Stated goal: In the post about analyzing the steem blockchain, what employee reduction did Steemit Inc. recently announce?

Supplied passage:
<<<<

Some of you who have followed my work over the last year on Steemit know that for quite a while I was doing some investigatory analysis of activity on the steem blockchain. Primarily relationship analysis using open source tools that anyone could run, along with code that you could run on your own platform and explore the things that you thought were interesting. And that was fun and interesting for me as long as SteamData was a going concern, because MongoDB is a far more pleasant database to work with as an intermediate than any SQL platform.
I miss that guy. I really do. I think the community is lessened by the absence of @furion's ongoing interaction, but I definitely can't blame him for realizing that the project was a bit of a money sink.
Some people might have been curious what kind of things inspired the research that I was doing because it differed pretty extensively from the kind of analysis that @paulag and the #SteemBI community often provide. (That's not to say they are not doing as good a job as anyone could in the environment we find ourselves in. But, for the most part, most of the analysis coming out of that group is quantitative and the things I'm interested in are more relational.)
In light of the recent discussion that I was involved with which took as its springboard @ned's response to @paulag when pressed for transparency on how much of the stake in play on the steem blockchain Steemit Inc. actually has their fingers on at this point, taking into consideration that they recently announced a 70% employee reduction, I thought that this video which just came out from the Neo4j guys was well-placed and well-timed.
In the Void of Concern
It struck me that there is a definite perceivable absence of people involved in the analytical side of blockchain technology who have a background in forensic accounting and an interest in understanding the relationships between players and what those transactions that everyone can count actually mean. Or at least there is all too little exploration of the space which inspired me to do some of the work that I poked around at, however poorly, for a little while.
Everybody wants to predict the next wave. Everybody wants to make money by selling off at the height of the curve and buying at the bottom, just before it goes to the moon. Everybody wants to provide the guidance for someone else to be responsible for their profit. For the most part, analysis of blockchain behaviors (and this is true of all blockchains, from bitcoin to XRP) is focused with laser intensity on investment advice – all the while throwing in the boilerplate of "this should not be taken as investment advice."
There's a hole.
That hole is largely forensic. That hole is not just mechanical but social, in that the community around blockchains tends to fail to make self reflection and self understanding at least as important as self-promotion. That hole is one of the reasons, in my opinion, that major financial institutions look at established public blockchain solutions and immediately go, "well, this crappy database ledger is kind of cool for building a cheap, decentralized database ledger – but we can actually use this token as a currency because there's no reason for it to be a currency."

>>>>

Provided information:
<<<<

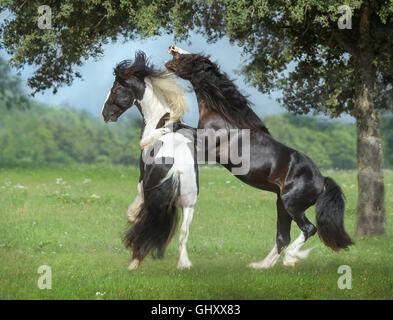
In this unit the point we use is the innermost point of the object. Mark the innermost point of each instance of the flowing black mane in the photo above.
(139, 67)
(222, 95)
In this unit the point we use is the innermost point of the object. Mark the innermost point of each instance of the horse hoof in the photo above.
(133, 265)
(291, 264)
(184, 265)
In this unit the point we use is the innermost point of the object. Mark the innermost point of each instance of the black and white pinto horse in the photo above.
(273, 166)
(170, 177)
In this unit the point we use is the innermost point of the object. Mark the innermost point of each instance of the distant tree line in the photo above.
(43, 134)
(32, 133)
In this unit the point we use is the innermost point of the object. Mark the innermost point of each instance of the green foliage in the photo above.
(11, 93)
(63, 135)
(76, 228)
(328, 144)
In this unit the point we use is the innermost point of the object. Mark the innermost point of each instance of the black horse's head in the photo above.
(185, 65)
(128, 87)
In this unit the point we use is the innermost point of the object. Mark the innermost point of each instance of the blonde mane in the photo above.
(165, 85)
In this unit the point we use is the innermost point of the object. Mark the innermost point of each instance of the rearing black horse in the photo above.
(273, 166)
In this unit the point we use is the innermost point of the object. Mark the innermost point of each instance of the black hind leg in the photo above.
(293, 253)
(283, 238)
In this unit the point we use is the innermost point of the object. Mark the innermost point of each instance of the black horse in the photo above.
(273, 166)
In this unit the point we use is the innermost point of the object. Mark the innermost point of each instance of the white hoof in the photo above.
(291, 257)
(134, 264)
(184, 264)
(261, 265)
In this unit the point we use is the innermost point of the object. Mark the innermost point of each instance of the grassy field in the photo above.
(72, 220)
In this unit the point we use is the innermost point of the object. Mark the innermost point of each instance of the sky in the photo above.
(89, 93)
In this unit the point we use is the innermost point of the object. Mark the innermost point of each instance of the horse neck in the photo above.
(152, 107)
(207, 117)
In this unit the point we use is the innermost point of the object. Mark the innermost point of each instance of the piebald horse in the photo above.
(170, 176)
(273, 166)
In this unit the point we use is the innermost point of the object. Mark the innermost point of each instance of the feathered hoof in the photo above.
(134, 264)
(290, 264)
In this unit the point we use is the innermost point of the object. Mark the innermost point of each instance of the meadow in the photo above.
(72, 219)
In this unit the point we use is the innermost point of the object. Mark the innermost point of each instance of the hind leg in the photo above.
(293, 253)
(135, 207)
(282, 238)
(184, 262)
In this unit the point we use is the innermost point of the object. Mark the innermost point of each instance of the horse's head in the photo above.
(128, 87)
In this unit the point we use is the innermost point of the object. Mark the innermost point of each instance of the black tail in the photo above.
(157, 220)
(330, 208)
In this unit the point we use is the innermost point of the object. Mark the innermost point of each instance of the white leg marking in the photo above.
(268, 262)
(293, 252)
(153, 136)
(135, 207)
(184, 262)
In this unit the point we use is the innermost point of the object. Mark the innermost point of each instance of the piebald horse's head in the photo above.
(128, 87)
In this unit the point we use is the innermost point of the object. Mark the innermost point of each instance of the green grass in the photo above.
(75, 226)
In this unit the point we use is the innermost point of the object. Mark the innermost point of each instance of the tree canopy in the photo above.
(297, 46)
(11, 92)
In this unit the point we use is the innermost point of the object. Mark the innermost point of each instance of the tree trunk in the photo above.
(371, 193)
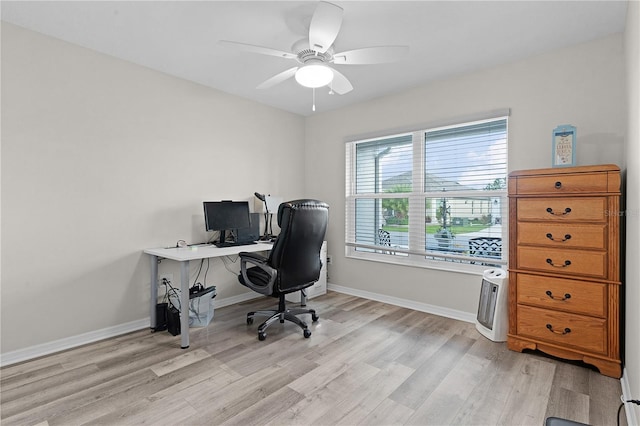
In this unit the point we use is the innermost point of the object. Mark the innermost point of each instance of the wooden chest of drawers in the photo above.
(564, 264)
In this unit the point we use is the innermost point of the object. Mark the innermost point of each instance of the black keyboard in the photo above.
(234, 244)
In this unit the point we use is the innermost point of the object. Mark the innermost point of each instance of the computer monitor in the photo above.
(226, 216)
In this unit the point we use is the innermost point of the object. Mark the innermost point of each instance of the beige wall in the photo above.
(102, 158)
(582, 85)
(632, 155)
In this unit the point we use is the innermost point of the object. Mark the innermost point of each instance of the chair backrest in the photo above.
(296, 251)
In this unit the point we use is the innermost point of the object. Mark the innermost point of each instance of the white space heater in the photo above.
(493, 316)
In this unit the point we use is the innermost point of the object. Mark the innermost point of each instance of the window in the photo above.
(434, 197)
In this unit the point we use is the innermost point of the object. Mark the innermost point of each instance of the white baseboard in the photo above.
(411, 304)
(71, 342)
(629, 408)
(48, 348)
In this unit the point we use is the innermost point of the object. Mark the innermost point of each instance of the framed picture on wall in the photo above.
(563, 146)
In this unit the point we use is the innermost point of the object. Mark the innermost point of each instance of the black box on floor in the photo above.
(173, 321)
(161, 317)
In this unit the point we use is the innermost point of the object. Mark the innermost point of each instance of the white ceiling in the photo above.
(445, 38)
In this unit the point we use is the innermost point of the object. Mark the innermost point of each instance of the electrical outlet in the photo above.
(169, 278)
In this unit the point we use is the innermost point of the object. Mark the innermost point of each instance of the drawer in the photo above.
(575, 296)
(563, 235)
(586, 333)
(562, 184)
(558, 261)
(592, 209)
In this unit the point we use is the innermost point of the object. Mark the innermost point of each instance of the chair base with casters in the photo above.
(282, 314)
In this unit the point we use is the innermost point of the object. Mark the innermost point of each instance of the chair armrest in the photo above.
(261, 262)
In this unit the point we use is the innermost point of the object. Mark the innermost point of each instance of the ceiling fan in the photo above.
(315, 54)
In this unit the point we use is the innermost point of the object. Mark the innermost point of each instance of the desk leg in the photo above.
(153, 299)
(184, 304)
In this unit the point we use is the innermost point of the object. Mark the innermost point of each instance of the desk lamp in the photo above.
(269, 204)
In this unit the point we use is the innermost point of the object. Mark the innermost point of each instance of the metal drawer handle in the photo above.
(567, 330)
(566, 237)
(566, 211)
(562, 299)
(566, 263)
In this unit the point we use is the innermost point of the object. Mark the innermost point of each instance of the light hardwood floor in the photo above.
(366, 363)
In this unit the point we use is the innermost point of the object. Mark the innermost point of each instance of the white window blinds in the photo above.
(434, 195)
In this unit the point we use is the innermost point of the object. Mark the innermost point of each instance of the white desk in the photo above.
(184, 255)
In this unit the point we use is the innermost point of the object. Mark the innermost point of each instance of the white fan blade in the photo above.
(258, 49)
(278, 78)
(324, 27)
(340, 84)
(371, 55)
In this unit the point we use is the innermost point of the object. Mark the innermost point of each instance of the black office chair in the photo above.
(293, 263)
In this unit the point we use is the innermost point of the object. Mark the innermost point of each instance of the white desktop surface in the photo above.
(183, 255)
(180, 254)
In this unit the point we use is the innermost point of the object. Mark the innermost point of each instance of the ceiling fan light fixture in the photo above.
(314, 75)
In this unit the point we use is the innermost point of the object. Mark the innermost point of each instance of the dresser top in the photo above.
(566, 170)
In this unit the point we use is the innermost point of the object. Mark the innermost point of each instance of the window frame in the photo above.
(416, 254)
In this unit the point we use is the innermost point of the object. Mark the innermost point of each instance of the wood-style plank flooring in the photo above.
(366, 363)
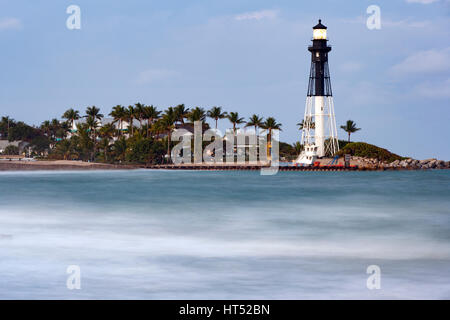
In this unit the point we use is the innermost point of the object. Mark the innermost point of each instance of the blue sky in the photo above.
(247, 56)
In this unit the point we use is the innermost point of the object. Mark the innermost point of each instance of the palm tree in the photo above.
(298, 147)
(5, 124)
(196, 114)
(216, 114)
(71, 115)
(139, 112)
(65, 149)
(119, 114)
(130, 117)
(45, 126)
(167, 123)
(350, 127)
(107, 131)
(235, 119)
(84, 140)
(255, 121)
(151, 114)
(94, 112)
(104, 145)
(120, 148)
(270, 124)
(181, 112)
(302, 125)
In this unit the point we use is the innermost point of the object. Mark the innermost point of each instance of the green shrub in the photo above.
(365, 150)
(11, 150)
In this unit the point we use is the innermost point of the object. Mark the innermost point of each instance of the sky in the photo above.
(248, 56)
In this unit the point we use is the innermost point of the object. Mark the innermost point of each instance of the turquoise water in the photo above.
(211, 235)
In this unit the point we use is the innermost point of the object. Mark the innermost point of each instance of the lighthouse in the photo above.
(319, 134)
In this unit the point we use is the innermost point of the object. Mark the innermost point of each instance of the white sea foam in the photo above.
(153, 235)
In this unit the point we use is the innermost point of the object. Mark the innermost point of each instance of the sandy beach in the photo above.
(19, 165)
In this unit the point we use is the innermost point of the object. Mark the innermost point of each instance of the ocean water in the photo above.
(224, 235)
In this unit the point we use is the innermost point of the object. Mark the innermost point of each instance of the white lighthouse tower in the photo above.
(319, 134)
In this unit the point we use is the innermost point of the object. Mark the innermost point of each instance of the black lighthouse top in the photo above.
(319, 79)
(319, 25)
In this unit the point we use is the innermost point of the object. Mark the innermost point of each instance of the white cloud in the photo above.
(257, 15)
(423, 62)
(350, 66)
(10, 23)
(156, 75)
(434, 90)
(422, 1)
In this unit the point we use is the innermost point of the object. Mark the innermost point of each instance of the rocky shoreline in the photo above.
(411, 164)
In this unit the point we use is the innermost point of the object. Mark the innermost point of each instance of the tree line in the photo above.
(138, 133)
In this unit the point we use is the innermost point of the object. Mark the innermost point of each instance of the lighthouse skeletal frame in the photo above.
(319, 124)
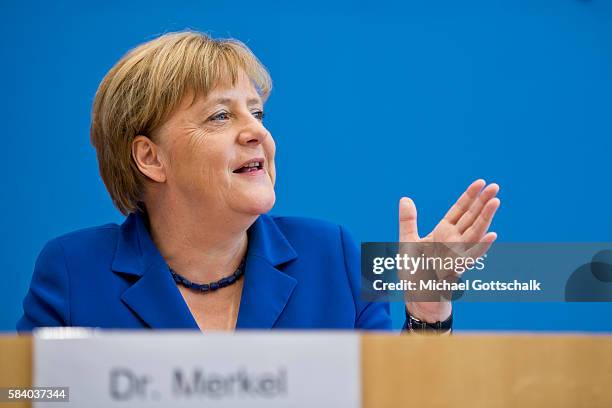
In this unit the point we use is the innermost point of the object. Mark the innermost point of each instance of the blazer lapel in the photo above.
(267, 288)
(154, 297)
(156, 300)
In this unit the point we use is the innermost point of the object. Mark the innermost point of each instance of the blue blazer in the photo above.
(300, 274)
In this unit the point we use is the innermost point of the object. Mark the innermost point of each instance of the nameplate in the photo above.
(189, 369)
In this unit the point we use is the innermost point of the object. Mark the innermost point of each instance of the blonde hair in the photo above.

>>>>

Solution for this problem: A 70% employee reduction.